▸ Objective: Working from the line that contains "Note to the class: point to the sailboat" to the final line, transcribe each line exactly. No pictures belong in the copy.

Pointing dataset excerpts
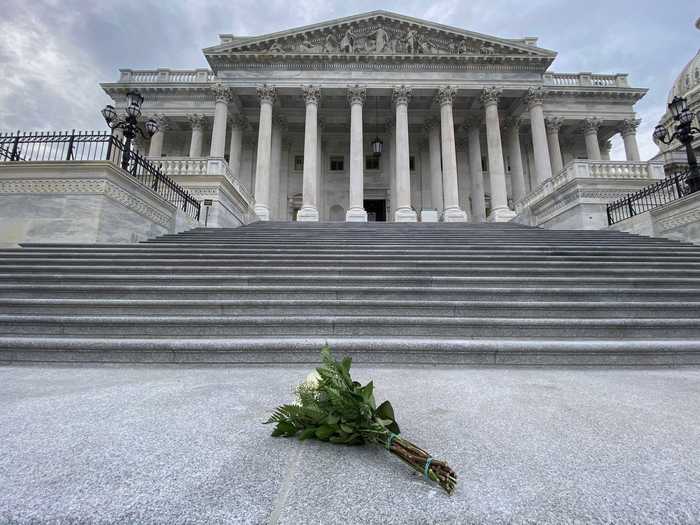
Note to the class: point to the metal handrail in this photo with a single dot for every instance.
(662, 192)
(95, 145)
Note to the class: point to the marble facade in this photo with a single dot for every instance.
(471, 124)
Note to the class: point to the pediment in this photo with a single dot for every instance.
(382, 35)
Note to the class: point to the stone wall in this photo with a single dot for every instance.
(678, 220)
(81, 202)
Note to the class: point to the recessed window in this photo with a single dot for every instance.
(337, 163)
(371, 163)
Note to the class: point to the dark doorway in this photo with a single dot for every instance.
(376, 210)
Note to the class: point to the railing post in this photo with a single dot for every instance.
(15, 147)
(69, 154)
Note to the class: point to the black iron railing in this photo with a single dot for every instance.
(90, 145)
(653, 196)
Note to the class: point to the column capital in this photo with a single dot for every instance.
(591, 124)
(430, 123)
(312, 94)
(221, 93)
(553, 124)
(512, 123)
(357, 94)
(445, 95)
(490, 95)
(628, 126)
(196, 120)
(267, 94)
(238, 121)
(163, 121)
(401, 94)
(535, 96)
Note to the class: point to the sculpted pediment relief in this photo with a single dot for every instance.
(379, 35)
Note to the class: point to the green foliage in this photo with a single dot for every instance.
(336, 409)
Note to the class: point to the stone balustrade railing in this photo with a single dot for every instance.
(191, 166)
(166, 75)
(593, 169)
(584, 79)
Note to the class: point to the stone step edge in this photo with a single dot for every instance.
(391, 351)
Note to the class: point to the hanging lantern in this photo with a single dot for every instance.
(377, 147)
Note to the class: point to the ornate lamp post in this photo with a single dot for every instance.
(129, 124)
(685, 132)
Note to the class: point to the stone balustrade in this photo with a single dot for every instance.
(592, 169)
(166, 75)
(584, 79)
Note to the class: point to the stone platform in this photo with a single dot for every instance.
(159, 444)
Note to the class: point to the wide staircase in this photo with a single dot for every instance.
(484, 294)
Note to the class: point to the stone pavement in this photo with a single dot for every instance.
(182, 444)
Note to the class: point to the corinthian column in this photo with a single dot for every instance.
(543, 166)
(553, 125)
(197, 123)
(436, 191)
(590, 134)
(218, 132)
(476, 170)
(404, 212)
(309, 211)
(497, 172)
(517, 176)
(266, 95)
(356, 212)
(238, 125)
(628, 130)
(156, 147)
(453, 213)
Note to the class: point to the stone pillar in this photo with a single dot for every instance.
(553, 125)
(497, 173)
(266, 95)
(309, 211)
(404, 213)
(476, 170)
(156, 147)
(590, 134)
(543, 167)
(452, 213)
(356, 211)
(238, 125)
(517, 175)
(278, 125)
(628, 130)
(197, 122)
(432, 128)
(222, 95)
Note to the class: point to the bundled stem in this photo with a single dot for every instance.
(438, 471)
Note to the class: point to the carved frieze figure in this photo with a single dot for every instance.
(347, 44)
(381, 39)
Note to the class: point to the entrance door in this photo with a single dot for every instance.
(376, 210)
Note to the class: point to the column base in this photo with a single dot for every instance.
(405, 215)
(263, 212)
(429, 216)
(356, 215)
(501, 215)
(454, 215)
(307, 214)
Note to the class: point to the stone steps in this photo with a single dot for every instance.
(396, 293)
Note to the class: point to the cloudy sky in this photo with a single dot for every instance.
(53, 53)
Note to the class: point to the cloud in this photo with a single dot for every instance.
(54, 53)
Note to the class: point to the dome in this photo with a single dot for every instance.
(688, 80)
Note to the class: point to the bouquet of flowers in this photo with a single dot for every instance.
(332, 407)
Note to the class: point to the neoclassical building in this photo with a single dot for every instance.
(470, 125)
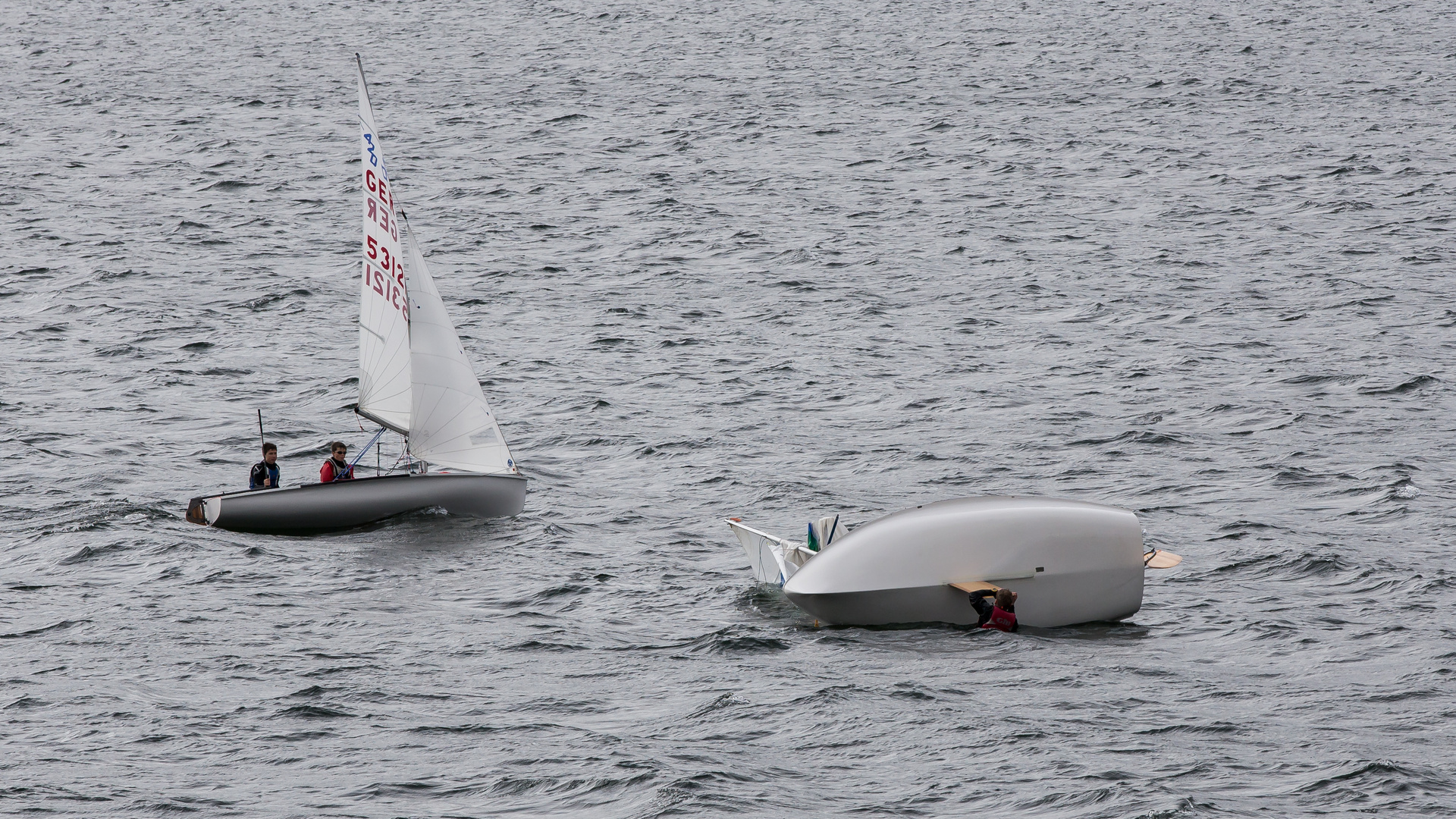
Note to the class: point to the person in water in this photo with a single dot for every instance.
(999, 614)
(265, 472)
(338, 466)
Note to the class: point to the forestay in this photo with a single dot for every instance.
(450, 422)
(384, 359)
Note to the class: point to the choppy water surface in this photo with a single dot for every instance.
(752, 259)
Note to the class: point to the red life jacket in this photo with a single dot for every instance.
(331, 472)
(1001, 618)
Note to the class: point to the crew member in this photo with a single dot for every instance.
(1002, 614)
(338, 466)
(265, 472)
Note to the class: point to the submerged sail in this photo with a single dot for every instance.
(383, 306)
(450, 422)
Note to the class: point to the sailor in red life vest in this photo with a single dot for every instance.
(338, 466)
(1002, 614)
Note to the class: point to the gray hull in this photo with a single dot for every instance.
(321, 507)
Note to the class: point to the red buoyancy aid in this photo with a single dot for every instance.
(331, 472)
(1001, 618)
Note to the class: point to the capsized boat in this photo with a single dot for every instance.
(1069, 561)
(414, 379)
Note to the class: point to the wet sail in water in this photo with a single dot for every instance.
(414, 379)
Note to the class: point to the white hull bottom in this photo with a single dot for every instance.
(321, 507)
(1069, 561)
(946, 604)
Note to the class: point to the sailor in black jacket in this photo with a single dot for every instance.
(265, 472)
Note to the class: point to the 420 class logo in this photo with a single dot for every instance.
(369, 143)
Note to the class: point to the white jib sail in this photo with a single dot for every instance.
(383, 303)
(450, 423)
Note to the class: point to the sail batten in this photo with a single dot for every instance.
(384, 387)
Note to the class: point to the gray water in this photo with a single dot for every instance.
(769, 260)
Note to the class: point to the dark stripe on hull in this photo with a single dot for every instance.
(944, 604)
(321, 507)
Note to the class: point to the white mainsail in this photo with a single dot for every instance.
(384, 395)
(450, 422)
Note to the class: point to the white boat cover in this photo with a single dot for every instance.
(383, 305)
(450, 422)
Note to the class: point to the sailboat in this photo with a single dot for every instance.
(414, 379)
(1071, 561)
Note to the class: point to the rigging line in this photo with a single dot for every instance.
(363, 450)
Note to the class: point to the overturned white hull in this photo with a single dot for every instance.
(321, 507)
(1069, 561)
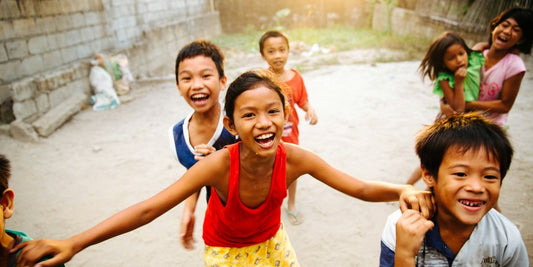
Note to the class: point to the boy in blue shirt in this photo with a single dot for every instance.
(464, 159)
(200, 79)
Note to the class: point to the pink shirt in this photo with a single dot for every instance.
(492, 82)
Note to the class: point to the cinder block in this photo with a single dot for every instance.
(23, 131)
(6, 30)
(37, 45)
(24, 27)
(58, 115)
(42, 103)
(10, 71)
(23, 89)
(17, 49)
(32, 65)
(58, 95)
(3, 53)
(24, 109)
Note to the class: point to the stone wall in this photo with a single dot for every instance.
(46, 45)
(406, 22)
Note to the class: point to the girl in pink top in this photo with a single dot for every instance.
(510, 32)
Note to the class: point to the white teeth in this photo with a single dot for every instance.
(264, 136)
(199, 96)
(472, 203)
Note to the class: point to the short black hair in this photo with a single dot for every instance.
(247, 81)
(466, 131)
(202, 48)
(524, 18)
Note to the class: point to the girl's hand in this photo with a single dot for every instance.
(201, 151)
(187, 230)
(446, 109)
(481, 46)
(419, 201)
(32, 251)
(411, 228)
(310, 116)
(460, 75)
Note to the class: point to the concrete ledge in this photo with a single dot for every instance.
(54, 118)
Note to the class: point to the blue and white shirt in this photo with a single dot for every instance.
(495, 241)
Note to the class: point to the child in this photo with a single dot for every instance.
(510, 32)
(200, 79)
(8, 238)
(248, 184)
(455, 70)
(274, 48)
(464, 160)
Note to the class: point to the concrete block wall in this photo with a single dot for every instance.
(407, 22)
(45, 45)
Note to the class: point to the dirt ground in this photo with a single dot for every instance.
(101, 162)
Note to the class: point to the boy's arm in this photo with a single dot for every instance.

▸ Correct result:
Note to the class: point to the sailboat in this photo with a single dot for every instance.
(414, 379)
(1071, 561)
Note to the class: point to the rigging line in this photo with a single dot for every instance.
(363, 450)
Note to the class: point to the overturned white hull in this photo with a single dot for every instance.
(321, 507)
(1069, 561)
Note to the class: point to the boy in blue shirt in this photo with a single dot for every instance.
(464, 159)
(200, 79)
Note to the class: point to the pink shirt in this photo with a single dot for every instance.
(492, 82)
Note to the class: point to the cinder block in this photo with a single dot for every instance.
(23, 131)
(6, 30)
(37, 45)
(24, 27)
(58, 115)
(42, 103)
(10, 71)
(23, 89)
(17, 49)
(32, 65)
(58, 95)
(3, 53)
(24, 109)
Note to the class: point to the stone wall in this photo with a single dot for every instance.
(46, 45)
(406, 22)
Note to the class: point to the girl in pink top in this photo with a single dot for every instance.
(510, 32)
Note to the class: point to the white teeth in this photo with a single dot for every instance.
(264, 136)
(199, 96)
(472, 203)
Note to the class: point to the short black hair in this photo with a single dot for every instance.
(247, 81)
(466, 131)
(202, 48)
(524, 18)
Note to the class: point to the girl's hand in this photo with a single dot for every instance.
(201, 151)
(187, 230)
(446, 109)
(481, 46)
(419, 201)
(32, 251)
(411, 228)
(310, 116)
(460, 75)
Note to the class: point to the concrete ledge in this photo with a single dot for every instance.
(54, 118)
Note to the class: point to the blue and white shirt in this photo with a single dot for every instance.
(495, 241)
Note to the class: point to the child in this photo with a single dot for every instance.
(510, 32)
(200, 79)
(8, 238)
(248, 184)
(455, 70)
(274, 48)
(464, 160)
Note to the class: point to the concrete block wall in this photo with a single dot for every instance.
(407, 22)
(45, 45)
Note to the class: point to the dirt ground in this photo with a single dot for every instance.
(101, 162)
Note to the class: point to the boy's arm in this photo with a single dot for every instance.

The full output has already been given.